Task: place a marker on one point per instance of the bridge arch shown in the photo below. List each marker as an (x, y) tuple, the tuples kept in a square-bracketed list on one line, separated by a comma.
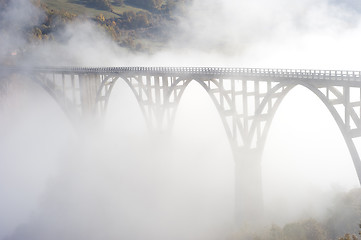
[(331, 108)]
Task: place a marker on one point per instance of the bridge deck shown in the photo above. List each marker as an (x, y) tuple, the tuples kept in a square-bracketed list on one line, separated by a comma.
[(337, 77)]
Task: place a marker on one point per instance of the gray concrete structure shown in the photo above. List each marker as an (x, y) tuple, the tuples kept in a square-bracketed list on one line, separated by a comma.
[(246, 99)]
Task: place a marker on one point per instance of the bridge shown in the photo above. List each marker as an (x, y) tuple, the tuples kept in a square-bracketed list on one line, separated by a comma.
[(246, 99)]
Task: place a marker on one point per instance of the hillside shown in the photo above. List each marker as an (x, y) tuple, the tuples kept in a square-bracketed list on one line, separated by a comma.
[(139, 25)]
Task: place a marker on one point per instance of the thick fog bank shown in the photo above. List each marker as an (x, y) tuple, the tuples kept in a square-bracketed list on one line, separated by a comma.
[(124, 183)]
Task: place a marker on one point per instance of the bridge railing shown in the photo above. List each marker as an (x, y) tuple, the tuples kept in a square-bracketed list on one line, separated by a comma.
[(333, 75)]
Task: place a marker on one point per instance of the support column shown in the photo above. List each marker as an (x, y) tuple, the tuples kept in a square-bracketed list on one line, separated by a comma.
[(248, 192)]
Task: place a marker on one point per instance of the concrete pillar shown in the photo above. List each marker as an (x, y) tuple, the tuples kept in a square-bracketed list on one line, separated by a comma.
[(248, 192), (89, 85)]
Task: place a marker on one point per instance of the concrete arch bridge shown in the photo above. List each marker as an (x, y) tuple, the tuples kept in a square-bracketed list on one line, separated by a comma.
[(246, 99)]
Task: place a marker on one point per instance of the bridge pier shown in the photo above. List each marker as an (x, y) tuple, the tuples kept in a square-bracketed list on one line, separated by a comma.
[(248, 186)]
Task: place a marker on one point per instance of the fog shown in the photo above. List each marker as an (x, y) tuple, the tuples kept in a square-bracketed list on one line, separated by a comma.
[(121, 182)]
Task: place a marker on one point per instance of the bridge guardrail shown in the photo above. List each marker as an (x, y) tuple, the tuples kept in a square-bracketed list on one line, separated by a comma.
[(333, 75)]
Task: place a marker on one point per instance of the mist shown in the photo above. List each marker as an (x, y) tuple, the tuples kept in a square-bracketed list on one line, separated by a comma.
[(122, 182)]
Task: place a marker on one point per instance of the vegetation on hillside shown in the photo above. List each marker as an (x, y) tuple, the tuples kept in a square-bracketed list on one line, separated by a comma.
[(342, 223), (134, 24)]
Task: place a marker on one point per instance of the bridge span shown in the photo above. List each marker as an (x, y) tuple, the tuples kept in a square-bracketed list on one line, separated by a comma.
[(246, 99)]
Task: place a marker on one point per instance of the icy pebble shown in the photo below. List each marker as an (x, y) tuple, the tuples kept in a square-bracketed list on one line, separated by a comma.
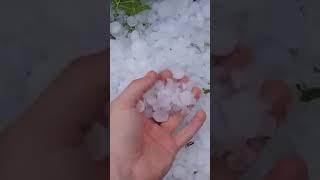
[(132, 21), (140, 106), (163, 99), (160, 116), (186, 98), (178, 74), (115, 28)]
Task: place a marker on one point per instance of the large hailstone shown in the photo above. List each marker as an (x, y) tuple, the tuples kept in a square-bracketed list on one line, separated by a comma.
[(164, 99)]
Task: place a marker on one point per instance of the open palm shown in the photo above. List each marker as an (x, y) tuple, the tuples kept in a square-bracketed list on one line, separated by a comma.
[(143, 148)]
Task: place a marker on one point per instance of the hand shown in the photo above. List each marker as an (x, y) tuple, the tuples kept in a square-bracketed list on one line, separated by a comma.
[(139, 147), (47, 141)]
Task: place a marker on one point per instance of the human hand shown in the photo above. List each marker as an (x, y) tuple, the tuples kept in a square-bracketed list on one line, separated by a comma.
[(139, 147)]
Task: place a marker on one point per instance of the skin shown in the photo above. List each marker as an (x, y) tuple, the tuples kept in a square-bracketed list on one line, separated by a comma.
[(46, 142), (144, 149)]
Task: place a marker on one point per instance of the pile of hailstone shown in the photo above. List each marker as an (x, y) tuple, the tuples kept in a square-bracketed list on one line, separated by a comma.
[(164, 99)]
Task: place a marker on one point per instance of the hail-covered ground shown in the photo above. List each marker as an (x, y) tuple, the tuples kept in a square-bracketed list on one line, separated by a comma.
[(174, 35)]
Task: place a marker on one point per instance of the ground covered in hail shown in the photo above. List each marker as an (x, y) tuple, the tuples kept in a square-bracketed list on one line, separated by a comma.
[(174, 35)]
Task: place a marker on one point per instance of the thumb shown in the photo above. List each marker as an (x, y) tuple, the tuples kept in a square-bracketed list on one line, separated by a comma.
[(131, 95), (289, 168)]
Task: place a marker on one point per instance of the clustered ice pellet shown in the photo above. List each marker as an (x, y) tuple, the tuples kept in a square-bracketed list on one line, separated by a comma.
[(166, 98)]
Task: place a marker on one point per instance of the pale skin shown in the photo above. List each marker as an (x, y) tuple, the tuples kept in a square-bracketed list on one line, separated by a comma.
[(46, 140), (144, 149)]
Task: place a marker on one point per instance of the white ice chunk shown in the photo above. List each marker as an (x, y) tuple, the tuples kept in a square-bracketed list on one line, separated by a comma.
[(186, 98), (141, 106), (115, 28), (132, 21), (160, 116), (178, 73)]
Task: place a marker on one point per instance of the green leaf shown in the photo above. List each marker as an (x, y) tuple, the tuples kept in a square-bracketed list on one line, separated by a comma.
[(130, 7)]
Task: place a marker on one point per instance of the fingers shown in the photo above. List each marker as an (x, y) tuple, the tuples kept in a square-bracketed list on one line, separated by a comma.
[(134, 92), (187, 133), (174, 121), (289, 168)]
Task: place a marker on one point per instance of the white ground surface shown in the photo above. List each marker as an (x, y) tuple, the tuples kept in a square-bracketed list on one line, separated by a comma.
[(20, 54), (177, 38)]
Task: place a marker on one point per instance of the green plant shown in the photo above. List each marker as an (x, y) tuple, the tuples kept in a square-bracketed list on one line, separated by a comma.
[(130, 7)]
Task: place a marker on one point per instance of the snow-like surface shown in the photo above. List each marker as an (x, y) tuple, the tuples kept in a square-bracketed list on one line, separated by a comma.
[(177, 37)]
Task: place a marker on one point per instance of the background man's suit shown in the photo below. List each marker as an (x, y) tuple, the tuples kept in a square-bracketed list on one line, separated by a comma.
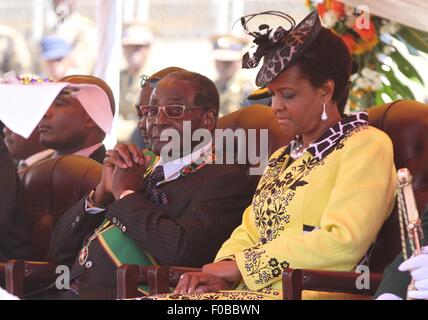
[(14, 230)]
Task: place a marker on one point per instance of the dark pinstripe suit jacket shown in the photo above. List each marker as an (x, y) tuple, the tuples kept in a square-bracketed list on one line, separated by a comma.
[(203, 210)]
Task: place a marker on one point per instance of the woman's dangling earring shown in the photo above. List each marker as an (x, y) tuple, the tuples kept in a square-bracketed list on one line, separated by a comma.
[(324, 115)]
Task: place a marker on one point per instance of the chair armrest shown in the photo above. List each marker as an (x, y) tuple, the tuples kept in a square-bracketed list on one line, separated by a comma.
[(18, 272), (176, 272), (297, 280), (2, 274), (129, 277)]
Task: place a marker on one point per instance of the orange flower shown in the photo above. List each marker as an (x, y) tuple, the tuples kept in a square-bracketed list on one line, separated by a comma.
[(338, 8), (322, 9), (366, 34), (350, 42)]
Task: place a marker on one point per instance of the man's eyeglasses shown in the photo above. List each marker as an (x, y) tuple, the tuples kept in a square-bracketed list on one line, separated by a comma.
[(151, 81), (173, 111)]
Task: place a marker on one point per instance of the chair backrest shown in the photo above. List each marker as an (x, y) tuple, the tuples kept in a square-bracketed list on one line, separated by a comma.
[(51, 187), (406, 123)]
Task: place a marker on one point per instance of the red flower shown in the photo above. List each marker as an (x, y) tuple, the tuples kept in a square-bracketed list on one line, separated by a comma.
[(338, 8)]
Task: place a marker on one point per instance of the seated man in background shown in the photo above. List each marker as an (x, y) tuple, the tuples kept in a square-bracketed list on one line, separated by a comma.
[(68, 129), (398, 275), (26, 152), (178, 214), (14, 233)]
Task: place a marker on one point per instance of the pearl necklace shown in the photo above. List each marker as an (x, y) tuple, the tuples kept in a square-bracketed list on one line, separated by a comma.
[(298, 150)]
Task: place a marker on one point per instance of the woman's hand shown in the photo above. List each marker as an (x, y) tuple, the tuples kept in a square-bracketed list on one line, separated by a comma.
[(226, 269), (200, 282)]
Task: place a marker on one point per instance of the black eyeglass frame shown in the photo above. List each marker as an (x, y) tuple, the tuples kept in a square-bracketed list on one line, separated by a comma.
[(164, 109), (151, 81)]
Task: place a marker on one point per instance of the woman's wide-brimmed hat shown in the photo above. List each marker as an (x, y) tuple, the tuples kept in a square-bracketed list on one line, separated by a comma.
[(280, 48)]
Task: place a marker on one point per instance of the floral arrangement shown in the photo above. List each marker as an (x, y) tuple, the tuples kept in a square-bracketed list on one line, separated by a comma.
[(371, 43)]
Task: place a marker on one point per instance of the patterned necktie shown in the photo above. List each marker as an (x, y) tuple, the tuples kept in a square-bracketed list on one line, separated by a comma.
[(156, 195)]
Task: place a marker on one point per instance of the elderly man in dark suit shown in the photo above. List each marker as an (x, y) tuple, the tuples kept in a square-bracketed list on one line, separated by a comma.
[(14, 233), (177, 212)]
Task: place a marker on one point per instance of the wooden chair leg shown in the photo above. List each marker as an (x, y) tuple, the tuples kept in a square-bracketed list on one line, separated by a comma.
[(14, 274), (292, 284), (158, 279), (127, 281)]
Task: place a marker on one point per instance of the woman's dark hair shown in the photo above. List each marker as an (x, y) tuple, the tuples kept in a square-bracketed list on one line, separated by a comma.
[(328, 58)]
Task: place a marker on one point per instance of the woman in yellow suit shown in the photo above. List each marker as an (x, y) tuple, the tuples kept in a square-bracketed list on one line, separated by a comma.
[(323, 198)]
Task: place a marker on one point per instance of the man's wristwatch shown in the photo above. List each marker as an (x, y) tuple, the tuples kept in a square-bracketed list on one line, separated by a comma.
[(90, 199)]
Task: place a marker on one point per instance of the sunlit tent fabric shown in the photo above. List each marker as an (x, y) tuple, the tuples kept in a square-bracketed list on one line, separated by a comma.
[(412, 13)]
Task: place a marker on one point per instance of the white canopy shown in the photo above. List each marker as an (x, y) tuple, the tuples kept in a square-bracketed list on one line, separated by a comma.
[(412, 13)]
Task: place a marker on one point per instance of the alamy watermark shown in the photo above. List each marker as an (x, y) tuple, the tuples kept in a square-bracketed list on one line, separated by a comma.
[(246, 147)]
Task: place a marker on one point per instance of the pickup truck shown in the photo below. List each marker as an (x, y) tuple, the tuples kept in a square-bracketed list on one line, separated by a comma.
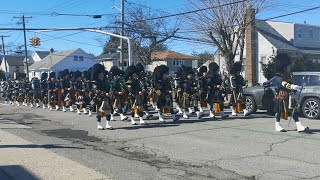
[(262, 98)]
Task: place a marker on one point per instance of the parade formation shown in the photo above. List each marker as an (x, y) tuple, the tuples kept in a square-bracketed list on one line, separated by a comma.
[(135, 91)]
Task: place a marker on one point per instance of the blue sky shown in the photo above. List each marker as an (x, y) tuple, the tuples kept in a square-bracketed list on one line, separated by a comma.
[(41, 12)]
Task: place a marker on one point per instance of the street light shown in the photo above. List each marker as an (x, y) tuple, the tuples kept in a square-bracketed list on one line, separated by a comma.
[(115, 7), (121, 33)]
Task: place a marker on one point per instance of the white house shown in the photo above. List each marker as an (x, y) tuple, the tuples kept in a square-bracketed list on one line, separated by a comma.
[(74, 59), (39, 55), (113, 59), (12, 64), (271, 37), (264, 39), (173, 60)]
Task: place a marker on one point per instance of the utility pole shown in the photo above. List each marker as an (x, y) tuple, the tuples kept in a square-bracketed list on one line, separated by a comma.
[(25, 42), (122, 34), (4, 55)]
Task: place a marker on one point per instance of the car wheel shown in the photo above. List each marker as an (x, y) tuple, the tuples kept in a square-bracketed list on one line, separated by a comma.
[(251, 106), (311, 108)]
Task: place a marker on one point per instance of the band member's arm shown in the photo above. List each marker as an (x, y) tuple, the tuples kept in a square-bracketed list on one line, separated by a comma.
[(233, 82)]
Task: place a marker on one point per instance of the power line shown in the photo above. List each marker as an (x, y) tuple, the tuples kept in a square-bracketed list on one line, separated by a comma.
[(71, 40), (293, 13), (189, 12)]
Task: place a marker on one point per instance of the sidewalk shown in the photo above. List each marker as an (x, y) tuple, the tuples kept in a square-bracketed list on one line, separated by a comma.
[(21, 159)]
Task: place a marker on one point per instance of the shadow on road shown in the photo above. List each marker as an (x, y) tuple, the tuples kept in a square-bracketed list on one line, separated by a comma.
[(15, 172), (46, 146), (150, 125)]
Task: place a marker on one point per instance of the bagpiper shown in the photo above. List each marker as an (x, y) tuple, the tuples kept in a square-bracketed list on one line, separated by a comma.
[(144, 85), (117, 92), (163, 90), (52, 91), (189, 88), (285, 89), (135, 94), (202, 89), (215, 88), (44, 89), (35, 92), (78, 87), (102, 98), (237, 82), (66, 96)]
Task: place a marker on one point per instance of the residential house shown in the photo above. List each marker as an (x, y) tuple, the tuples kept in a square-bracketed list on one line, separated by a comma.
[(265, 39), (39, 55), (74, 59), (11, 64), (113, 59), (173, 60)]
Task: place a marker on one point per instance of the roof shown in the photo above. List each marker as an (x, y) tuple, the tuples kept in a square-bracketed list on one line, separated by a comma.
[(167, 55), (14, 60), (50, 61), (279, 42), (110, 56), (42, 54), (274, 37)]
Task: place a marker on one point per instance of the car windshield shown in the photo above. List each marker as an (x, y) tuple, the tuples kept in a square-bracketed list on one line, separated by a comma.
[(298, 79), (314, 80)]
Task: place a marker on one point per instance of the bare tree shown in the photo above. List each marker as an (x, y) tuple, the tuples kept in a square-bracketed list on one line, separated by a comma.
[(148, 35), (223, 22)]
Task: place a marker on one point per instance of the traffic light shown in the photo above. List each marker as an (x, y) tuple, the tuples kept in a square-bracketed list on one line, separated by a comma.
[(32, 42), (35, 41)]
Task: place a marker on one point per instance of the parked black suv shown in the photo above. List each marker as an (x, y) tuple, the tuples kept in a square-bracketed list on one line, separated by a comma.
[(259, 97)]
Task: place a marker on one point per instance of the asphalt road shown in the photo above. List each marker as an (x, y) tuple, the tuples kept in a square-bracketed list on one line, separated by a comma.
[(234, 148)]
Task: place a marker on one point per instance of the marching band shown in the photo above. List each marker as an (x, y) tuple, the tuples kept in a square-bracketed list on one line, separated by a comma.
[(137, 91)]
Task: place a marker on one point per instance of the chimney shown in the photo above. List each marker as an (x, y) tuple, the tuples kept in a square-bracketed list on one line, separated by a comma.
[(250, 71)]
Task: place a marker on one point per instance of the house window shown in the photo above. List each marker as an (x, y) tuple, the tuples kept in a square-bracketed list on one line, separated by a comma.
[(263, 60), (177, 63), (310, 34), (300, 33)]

···

WORK TO DO:
For the rows from the one containing "the chair backrest" through the one containing "[(68, 129), (398, 275), (26, 152), (178, 214), (14, 233)]", swap every "marker" for "pin" and write out only those rows, leaving everything else as it is.

SOLVED PROBLEM:
Task: place a pin on one point per instance of the chair backrest shown in the photo above. List each pin as an (x, y) tuple, the tuples kept in a square-bracketed list on one line, separated by a comma.
[(51, 187), (406, 123)]
Task: place a pin on one point per instance of the red flower shown in the photo above. List each pin as an (x, y) tuple, the tuples kept in a square-bracketed list on one line, separated by a comma.
[(338, 8)]
Task: place a pin on one point per instance of the seated man in background shown in the photo above. List each pin as an (x, y) tuple, the tuples kept in a square-bracketed list on one line, separated by a comma.
[(68, 129), (398, 275), (26, 152), (178, 214), (14, 233)]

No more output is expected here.